The widespread adoption of AI also poses challenges to the validity of current assessment and evaluation methods, necessitating adaptations in assessment strategies (62, 63). Moreover, an excessive focus on AI-driven learning opportunities may impair human interaction and communication skills, fundamental components of medical education (51, 64). Relying on AI as a primary source of knowledge could lead to the dissemination of inaccurate medical information. Therefore, the integration of AI into learning processes must be carried out in a balanced and well-regulated manner.
Future Directions
Research indicates a critical need for evidence-based studies that clearly demonstrate the superiority of AI over traditional methods. Future investigations should focus on evaluating the effectiveness of AI in medical education. To accurately assess the success of AI systems relative to conventional approaches, extensive and time-intensive research remains necessary across various medical subspecialties.
As medical curricula become increasingly digital and collaboration between data scientists and healthcare professionals intensifies, the use of AI systems is expected to expand. Consequently, data protection is emerging as an important area of inquiry. Specifically, there is a growing need for studies that explore how to enhance data security and bolster user trust in AI applications.
With the continuous advancement of technology, the potential applications of AI in medical education are expected to increase. One such development is the integration of AI with immersive technologies such as VR and augmented reality. These combinations promise to revolutionize educational experiences through simulation-based learning environments.

■ GOAL OF THE EXERCISE
Continue the passage on AI in medical education with the sentences that would come after its last sentence.

■ Stored items
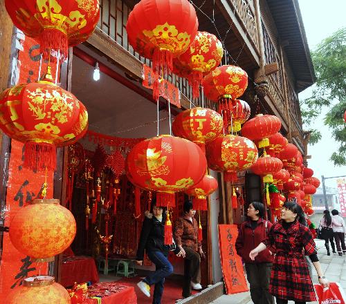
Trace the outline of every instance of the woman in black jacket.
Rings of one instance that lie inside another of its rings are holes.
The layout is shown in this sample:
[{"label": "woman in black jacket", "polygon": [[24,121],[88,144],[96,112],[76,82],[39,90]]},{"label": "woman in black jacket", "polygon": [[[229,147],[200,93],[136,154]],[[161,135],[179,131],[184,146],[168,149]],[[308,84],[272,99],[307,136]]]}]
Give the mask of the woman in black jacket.
[{"label": "woman in black jacket", "polygon": [[150,286],[155,285],[153,304],[161,303],[165,278],[173,272],[173,267],[167,259],[169,247],[164,245],[165,220],[163,208],[156,207],[156,202],[153,200],[152,213],[147,214],[143,221],[136,258],[136,263],[141,265],[145,249],[149,258],[156,267],[154,272],[137,284],[148,297],[150,297]]}]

■ RESPONSE
It is widely acknowledged that GenAI will have a broad societal impact and will be increasingly integrated into daily life. GenAI holds the potential to transform multiple sectors, including healthcare and education. Already, these systems are being used for document summarization, translation, conversation, language support, and image generation. In the near future, they are expected to expand their capabilities to include emotion analysis and multilingual interaction.
As AI becomes more embedded in healthcare delivery processes, its integration into medical education is seen as both inevitable and transformative. This convergence has sparked intense debate regarding the potential roles, advantages, and limitations of AI in medical training.
Integrating such a transformative technology into existing educational systems requires a careful, evidence-based approach. Medical education experts must not only understand the technical capabilities and limitations of GenAI but also develop forward-looking strategies to guide its educational applications.
The articles reviewed in this study further emphasize the urgent need for research. Most current publications are speculative in nature or consist of opinion pieces. There is a significant gap in research that directly implements and evaluates this technology in student populations. To generate meaningful and applicable outcomes, future studies must be guided by carefully formulated research questions. Enhancing students’ AI literacy, evaluating the impact of AI on assessment processes, identifying technical and ethical risks, and investigating the dynamics of human–AI interaction will all be essential steps.
Conclusion
Particularly when using AI-based technologies, providing students with face-to-face patient management experience is crucial. The use of AI-based applications, their role in medical education, and their advantages, disadvantages, and limitations is discussed. The active use of AI in medical education provides an innovative approach to student-centered learning. The integration of AI into education will enable the effective use of innovative technologies in future clinical practice, both in undergraduate education and in lifelong learning.